• Required work:
Using the text on blockchain network components below, decide whether each statement agrees with it, and answer yes or no with the deciding words of the text quoted exactly.
(a) Only the INode 200 can create or approve a genesis block for a new network participant.
(b) Peer Discovery Component 513 lets network participants digitally edit smart contracts.
(c) Feedback from peer networking participants is visible only to the participant whose profile received it.

• Text for analysis:

● ● ● ● ●

The signing of the initial entry by the INode 200 (e.g., using a
cryptographic key) allows only the INode 200 to create and/or
approve a genesis block within a new network participant's
node-specificspecific blockchain. In some instances the unique
identifier may be assigned or provided as part of the node's
participation in a blockchain transaction.
[0044] User Profile Component 512 receives input from a network
participant (or an authorized representative of the network
participant) regarding the appearance and content of a profile that
may be searchable and viewable by peer network participants also
registered to transact within blockchain networking environment
100. User Profile Component 512 may generate and/or make available
for display, alone or in coordination with other resources within
blockchain networking environment 100 (e.g., a server supporting
INode 200), a digital profile that is searchable and/or viewable by
peer network participants within the blockchain networking
environment 100 (e.g., by searching a blockchain network
participant database from an interface displayed through a display
of a computing device hosting another UNode 500-1). User Profile
Component 512 may also receive input or feedback from a peer
networking participant in connection with the generated user
profile. Such input or feedback may be provided for display on the
network participant's user profile such that other peer networking
participants can observe the input or feedback when viewing the
network participants user profile. For example, input or feedback
from a peer networking participant may include a rating concerning
a prior transaction experience, a recommendation based on other
information, a review, etc.). User Profile Component 512 may
further monitor the network participant's activities (e.g.,
transactions) over the Network 400 (shown in FIG. 1), and generate,
store, and/or make available for display information relating to
such activities (e.g., transaction statistics, etc.).
[0045] Peer Discovery Component 513 provides, alone or in
coordination with other resources within blockchain networking
environment 100 (e.g., a server supporting INode 200), a search
engine allowing a first network participant to search and view the
User Profiles of other peer network participants who may be open to
transacting business with the first network participant within the
blockchain networking environment 100.
[0046] Smart Contract Component 514 may receive, create, and/or
provide, alone or in coordination with other resources within
blockchain networking environment 100 (e.g., a blockchain supported
transaction platform running on a server supporting INode 200), a
smart contract that can be shared with, digitally edited by,
collaborated upon, and agreed to by multiple network participants.

● ● ● ● ●

• The data:
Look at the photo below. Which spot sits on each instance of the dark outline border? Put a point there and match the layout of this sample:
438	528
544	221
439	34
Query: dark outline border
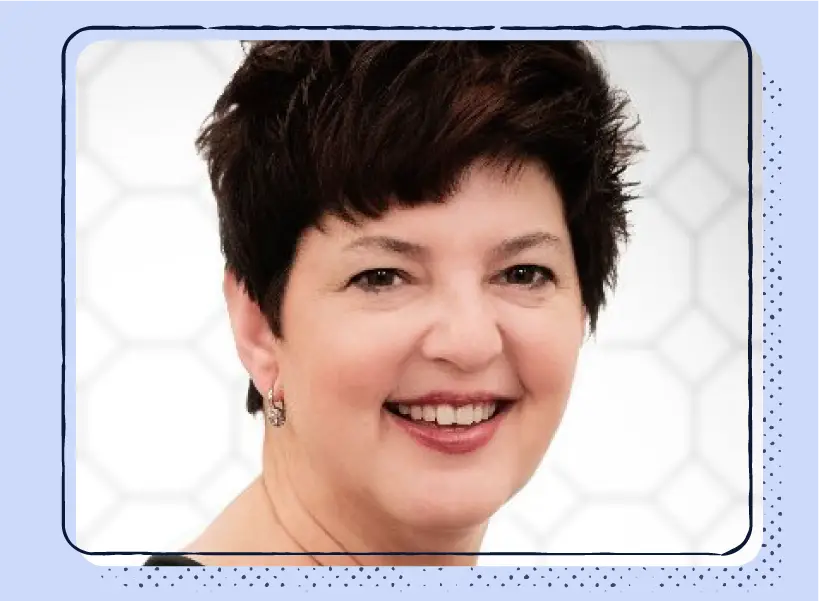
427	28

● ● ● ● ●

• Answer to the exercise:
(a) Yes: "allows only the INode 200 to create and/or approve a genesis block"
(b) No: "a search engine allowing a first network participant to search and view the User Profiles of other peer network participants"
(c) No: "other peer networking participants can observe the input or feedback"